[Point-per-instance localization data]
■ ■ ■ ■ ■

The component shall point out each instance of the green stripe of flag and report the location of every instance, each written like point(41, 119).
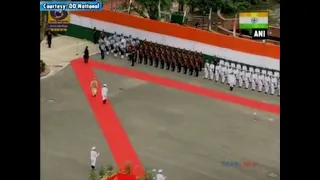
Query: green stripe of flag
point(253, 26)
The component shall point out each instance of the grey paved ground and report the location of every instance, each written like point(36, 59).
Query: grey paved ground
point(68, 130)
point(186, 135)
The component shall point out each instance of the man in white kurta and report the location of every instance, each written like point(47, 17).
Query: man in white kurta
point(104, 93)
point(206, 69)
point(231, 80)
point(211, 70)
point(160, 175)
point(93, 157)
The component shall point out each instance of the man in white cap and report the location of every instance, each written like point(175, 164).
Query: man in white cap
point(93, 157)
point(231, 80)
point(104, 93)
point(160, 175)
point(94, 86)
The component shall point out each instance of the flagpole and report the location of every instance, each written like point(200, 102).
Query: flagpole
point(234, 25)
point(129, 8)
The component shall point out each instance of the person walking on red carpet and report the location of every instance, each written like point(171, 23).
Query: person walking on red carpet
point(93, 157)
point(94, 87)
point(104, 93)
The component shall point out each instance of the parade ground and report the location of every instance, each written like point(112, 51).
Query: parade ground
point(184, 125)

■ ■ ■ ■ ■

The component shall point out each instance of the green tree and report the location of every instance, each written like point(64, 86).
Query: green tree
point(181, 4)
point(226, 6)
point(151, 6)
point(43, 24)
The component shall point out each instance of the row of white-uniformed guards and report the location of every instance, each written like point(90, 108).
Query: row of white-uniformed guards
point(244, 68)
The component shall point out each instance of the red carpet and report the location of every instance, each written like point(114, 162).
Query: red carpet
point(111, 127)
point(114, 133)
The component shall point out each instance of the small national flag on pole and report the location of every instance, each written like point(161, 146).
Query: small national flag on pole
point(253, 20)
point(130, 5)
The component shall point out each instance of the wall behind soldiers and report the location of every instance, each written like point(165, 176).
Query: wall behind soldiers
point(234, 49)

■ ■ ■ ■ ■

Exercise prompt: Using the records above, return verbatim only the part that opens with the line containing "The component shall point out each instance of the green stripe" and closes with the line containing "like point(175, 164)."; pictures stay out.

Response to the task:
The component shall point out each instance of the green stripe of flag and report the location of every instance, each written like point(41, 119).
Query: green stripe of flag
point(253, 26)
The component shall point out each instance of the grey paved ground and report the location of every instance, each written like point(36, 59).
Query: grey paved ground
point(68, 130)
point(186, 135)
The component shall point out each instance of the man in white kurta and report the location of every instance, each written like point(47, 17).
Query: man in white kurta
point(104, 93)
point(206, 69)
point(231, 80)
point(211, 70)
point(160, 175)
point(93, 157)
The component shall point out each instance of the man in white cap and report the location of every instance, each written like point(175, 164).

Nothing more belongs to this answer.